▶ **Text section**:
= = = = = = =

Suicidal Ideation and Lifetime History of Psychiatric Disorders of SARA/ERSA Sample (N = 987)
Suicidal Ideation and Lifetime Drug History of SARA/ERSA Sample (N = 989)
A multiple logistic regression model was tested separately for men and women, controlling for race/ethnicity and age; educational, marital, parental, and employment status; arrest record; and abuse or dependence on alcohol, cocaine, or opiates (). In addition, history of ASPD and the number of DSM-III-R depression criteria were assessed. Men with alcohol abuse or dependence and ASPD were each 1.6 times more likely than their counterparts to report SI. The number of depression criteria was found to predict SI strongly. Specifically, men meeting only one criterion for depression were 1.57 times more likely than men meeting no criteria to report SI; if they reported three criteria, they were nearly four times more likely (OR = 3.83) to report SI; if they reported five criteria (the threshold for depression), they were 9.38 times more likely than men meeting no criteria to report SI; and if there were seven criteria reported, the OR was 23.51. There was a trend for men with an arrest history to be protected from reporting SI (OR = .66; 95% CI, .43–1.01).

= = = = = = =

(Saved entries)
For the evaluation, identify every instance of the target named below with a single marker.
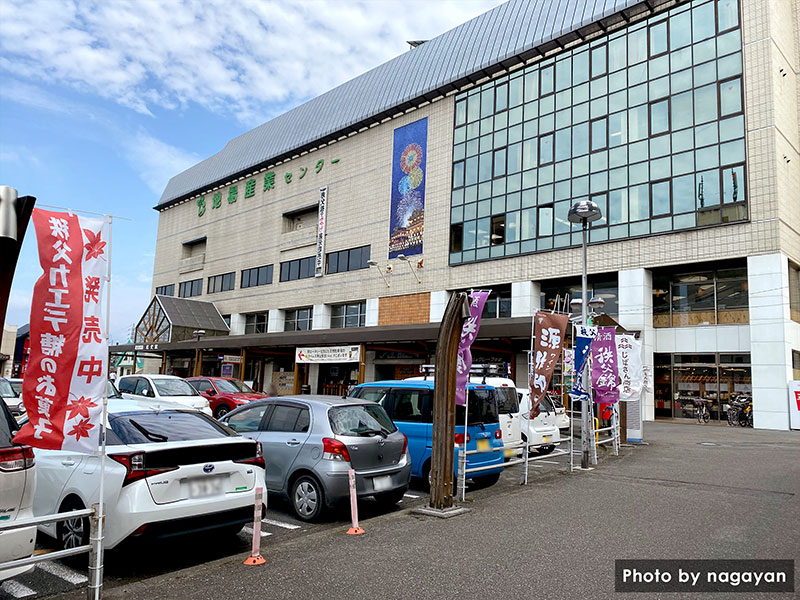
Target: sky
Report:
(101, 102)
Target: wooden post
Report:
(444, 406)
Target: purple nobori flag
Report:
(468, 334)
(604, 366)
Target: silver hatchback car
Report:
(311, 442)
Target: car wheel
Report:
(308, 499)
(72, 533)
(391, 498)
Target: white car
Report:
(542, 432)
(17, 484)
(11, 398)
(162, 387)
(168, 470)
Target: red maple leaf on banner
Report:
(80, 407)
(94, 247)
(81, 429)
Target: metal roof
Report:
(506, 35)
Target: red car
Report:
(224, 394)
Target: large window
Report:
(348, 260)
(255, 323)
(300, 268)
(187, 289)
(647, 122)
(298, 319)
(256, 276)
(349, 315)
(713, 297)
(220, 283)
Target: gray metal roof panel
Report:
(507, 30)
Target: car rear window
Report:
(166, 426)
(359, 419)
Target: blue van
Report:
(409, 403)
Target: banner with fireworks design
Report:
(407, 218)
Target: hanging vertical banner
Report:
(469, 331)
(604, 366)
(407, 216)
(583, 343)
(65, 381)
(631, 372)
(319, 265)
(548, 335)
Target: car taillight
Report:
(258, 460)
(135, 468)
(334, 450)
(16, 458)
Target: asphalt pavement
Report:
(693, 492)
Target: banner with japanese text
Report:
(407, 206)
(604, 366)
(65, 381)
(469, 331)
(548, 332)
(631, 370)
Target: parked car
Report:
(224, 394)
(409, 402)
(17, 485)
(163, 388)
(168, 470)
(541, 432)
(311, 442)
(11, 398)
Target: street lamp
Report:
(584, 212)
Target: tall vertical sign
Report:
(319, 265)
(407, 217)
(65, 381)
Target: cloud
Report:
(245, 58)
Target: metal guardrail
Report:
(94, 591)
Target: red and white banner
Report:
(65, 381)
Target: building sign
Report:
(319, 266)
(65, 381)
(249, 189)
(407, 216)
(328, 354)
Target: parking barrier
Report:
(354, 529)
(93, 590)
(255, 557)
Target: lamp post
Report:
(584, 212)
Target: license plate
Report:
(205, 486)
(382, 483)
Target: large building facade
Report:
(461, 159)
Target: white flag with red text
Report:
(65, 379)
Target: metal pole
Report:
(585, 375)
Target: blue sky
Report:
(101, 102)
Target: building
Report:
(461, 157)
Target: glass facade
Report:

= = = = = = =

▶ **Task requirements**:
1. In the passage on suicidal ideation, what evidence supports the claim that the number of depression criteria strongly predicted suicidal ideation in men? Answer in one to three sentences.
2. Please output a portion of the passage on suicidal ideation unchanged, beginning at the words "Suicidal Ideation and Lifetime History" and stopping after "Sample (N = 989)".
The rows above were taken from a separate source.

▶ **Solutions to the problems**:
1. Compared with men meeting no depression criteria, the odds of reporting suicidal ideation rose steadily with each added criterion. Men meeting one criterion were 1.57 times more likely, three criteria 3.83 times, five criteria 9.38 times, and seven criteria had an odds ratio of 23.51.

2.
Suicidal Ideation and Lifetime History of Psychiatric Disorders of SARA/ERSA Sample (N = 987)
Suicidal Ideation and Lifetime Drug History of SARA/ERSA Sample (N = 989)